> _Задания_:
1. Пожалуйста, перепишите дословно отрывок из текста о Гаврииле Яковлевиче: от слов «Однако для Гавриила» до слов «взялись за работу.» включительно.
2. Ответьте на вопросы по тексту о Гаврииле Яковлевиче:
(a) Сколько было третьему сыну, когда начался самый трудный период судьбы?
(b) Что Гавриил Яковлевич разводил в зоне?
(c) Что он передал для младшего сына во время свидания?

> _Фрагмент текста_:
◆ ◆ ◆ ◆ ◆
Однако для Гавриила Яковлевича всё это было лишь полигоном идей, нуждавшихся в гораздо больших масштабах. Он нашёл единомышленников, мечтавших о постепенном, незаметном и мощном педагогическом преображении общества. И когда, после крушения тирана, один из политиков, рвущихся к власти, предложил им составить для него педагогический раздел программного документа, они с радостью взялись за работу.
Но к власти пришёл другой политик. И его команда принялась методично расправляться с командой противника. Дошла очередь и до Гавриила Яковлевича. В то время старались не заводить политических дел, обходиться уголовными. Организовали дело и для него. Хотя и шитое белыми нитками, оно было увесистым, и когда их третьему сыну было полтора года, у них начался самый трудный период судьбы.
Никакие лагеря не могли истребить в Гаврииле Яковлевиче педагога. Он разводил в зоне цветы, чтобы изменить мироощущение зэков, вёл с ними задушевные беседы, чтобы понять, что делает человека преступником, незаметно образовывал и воспитывал лагерную молодёжь. Он писал книги о том, какой на самом деле должна быть система перевоспитания правонарушителей, разрабатывал проекты сельскохозяйственной самоокупаемости лагерных пунктов, чтобы заключённые могли осуществлять себя в настоящей трудовой деятельности. Он оставался отцом троих сыновей: переписывался с ними, сочинял для них множество книжек (переплетая, оформляя цветными иллюстрациями, а для младших выписывая весь текст крупным шрифтом). Занимался этим, лёжа на животе, на верхних нарах, упираясь локтями, на которых от этого образовались громадные мозоли. Однажды, во время свидания, он передал для младшего сына целый замок с крепостными стенами, башнями, воротами, стражниками и воинами – замок, который долго служил украшением детских игр.
◆ ◆ ◆ ◆ ◆
> _Набор записей_:
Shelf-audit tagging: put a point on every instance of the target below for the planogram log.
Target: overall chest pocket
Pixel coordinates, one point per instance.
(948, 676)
◆ ◆ ◆ ◆ ◆
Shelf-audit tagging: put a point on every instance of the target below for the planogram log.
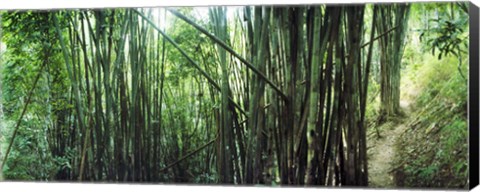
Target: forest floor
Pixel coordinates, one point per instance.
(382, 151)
◆ ◆ ◆ ◆ ◆
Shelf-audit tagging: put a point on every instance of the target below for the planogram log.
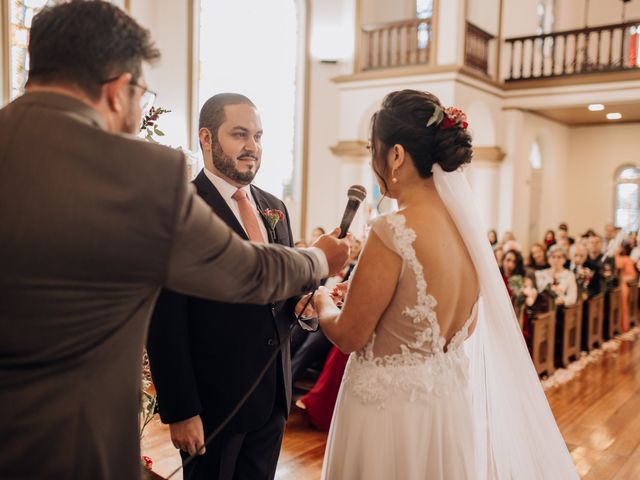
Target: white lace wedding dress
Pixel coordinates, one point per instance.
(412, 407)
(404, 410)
◆ ◆ ◆ ◆ ◆
> _Ответы к заданиям_:
1.
Однако для Гавриила Яковлевича всё это было лишь полигоном идей, нуждавшихся в гораздо больших масштабах. Он нашёл единомышленников, мечтавших о постепенном, незаметном и мощном педагогическом преображении общества. И когда, после крушения тирана, один из политиков, рвущихся к власти, предложил им составить для него педагогический раздел программного документа, они с радостью взялись за работу.

2.
(a) Полтора года.
(b) Цветы.
(c) Целый замок с крепостными стенами, башнями, воротами, стражниками и воинами.